◆ Records shown ◆
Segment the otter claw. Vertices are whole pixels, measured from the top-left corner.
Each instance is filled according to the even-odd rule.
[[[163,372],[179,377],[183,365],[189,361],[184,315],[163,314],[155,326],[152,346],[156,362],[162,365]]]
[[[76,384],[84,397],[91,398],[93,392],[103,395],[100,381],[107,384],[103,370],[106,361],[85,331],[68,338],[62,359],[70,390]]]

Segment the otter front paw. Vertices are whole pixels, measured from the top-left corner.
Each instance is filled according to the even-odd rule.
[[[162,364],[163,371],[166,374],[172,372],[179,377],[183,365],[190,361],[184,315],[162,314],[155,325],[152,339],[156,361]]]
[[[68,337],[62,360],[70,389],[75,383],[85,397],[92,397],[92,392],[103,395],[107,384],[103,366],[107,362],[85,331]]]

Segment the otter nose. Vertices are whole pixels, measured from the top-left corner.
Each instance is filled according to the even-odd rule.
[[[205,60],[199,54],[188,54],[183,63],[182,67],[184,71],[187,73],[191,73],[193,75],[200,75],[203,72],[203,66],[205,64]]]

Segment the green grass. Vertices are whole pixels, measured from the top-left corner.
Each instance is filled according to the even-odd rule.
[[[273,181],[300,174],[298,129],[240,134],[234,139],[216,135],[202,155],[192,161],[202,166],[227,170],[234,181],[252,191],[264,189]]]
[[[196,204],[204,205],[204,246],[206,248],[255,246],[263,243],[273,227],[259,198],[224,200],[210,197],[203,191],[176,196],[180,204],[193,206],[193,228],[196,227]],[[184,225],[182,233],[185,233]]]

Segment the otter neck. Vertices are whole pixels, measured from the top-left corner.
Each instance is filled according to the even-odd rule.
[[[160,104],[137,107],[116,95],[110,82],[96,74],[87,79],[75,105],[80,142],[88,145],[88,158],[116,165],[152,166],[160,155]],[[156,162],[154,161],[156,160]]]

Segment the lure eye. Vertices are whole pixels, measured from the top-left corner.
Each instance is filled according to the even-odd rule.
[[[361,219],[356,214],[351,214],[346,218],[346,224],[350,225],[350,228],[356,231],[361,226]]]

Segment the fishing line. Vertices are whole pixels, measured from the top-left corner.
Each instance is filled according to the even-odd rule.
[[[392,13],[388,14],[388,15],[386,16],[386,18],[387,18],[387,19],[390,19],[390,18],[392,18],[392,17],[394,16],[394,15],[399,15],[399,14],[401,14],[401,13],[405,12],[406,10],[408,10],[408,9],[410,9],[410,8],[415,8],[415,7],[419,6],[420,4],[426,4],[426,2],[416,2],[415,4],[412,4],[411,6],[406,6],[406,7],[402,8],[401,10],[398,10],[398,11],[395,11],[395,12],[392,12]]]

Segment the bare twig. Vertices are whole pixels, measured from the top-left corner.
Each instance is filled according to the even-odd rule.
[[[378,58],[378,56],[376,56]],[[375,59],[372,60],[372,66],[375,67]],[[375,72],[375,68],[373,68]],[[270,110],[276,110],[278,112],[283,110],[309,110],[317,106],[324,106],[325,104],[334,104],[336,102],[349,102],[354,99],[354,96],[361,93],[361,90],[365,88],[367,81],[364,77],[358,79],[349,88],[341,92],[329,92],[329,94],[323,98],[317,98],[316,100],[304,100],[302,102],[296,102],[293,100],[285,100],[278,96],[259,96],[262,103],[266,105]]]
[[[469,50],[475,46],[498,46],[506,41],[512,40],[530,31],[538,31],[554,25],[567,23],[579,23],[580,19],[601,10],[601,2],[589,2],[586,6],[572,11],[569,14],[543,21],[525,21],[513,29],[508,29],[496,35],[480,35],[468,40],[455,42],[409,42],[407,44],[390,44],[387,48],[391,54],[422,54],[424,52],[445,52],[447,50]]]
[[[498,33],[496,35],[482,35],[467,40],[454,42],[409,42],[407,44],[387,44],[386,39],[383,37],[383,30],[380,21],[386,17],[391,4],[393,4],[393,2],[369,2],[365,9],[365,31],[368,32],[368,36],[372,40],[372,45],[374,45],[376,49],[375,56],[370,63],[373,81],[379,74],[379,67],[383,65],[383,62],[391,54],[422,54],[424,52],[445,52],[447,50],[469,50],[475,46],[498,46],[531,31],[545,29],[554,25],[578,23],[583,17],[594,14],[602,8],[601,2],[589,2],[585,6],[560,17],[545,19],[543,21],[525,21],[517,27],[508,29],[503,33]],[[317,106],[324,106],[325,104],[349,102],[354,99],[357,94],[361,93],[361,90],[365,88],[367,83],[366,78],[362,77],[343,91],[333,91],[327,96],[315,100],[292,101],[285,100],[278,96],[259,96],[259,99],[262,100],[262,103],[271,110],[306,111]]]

◆ Your objective ◆
Each line from the top of the material above through the line containing "Segment the otter neck." must be output exactly, and no other line.

◆ Expected answer ◆
Segment the otter claw. Vertices are whole pixels, measured from the top-left corner.
Each instance is filled according to the even-odd rule.
[[[163,372],[179,377],[183,365],[189,361],[184,315],[163,314],[155,326],[152,346],[156,362],[162,365]]]
[[[76,384],[84,397],[91,398],[93,392],[103,395],[100,381],[107,384],[103,370],[106,361],[85,331],[68,338],[62,359],[70,390]]]

Segment the otter front paw. Vertices are whole pixels, measured from the top-left corner.
Each instance is filled according to the even-odd rule.
[[[162,364],[163,371],[166,374],[172,372],[179,377],[183,365],[190,361],[184,315],[162,314],[155,325],[152,339],[156,361]]]
[[[68,337],[62,360],[70,389],[75,383],[85,397],[92,397],[92,392],[103,395],[107,384],[103,366],[107,362],[85,331]]]

Segment the otter nose. Vertices are whole pixels, measured from the top-left corner.
Each instance is filled according to the even-odd rule.
[[[205,60],[199,54],[188,54],[183,63],[182,67],[184,71],[187,73],[191,73],[193,75],[200,75],[203,72],[203,66],[205,64]]]

Segment the green grass. Vertices are whole pixels, measured from the top-left corner.
Each instance is filled according to the even-odd rule.
[[[273,181],[300,174],[298,129],[240,134],[234,139],[216,135],[202,155],[192,161],[202,166],[227,170],[234,181],[252,191],[264,189]]]
[[[196,204],[204,205],[204,246],[206,248],[255,246],[263,243],[273,227],[259,198],[224,200],[210,197],[203,191],[176,196],[180,204],[193,206],[193,228],[196,227]],[[184,225],[182,233],[185,233]]]

Segment the otter neck. Vertices are whole pixels, measured from the top-left corner.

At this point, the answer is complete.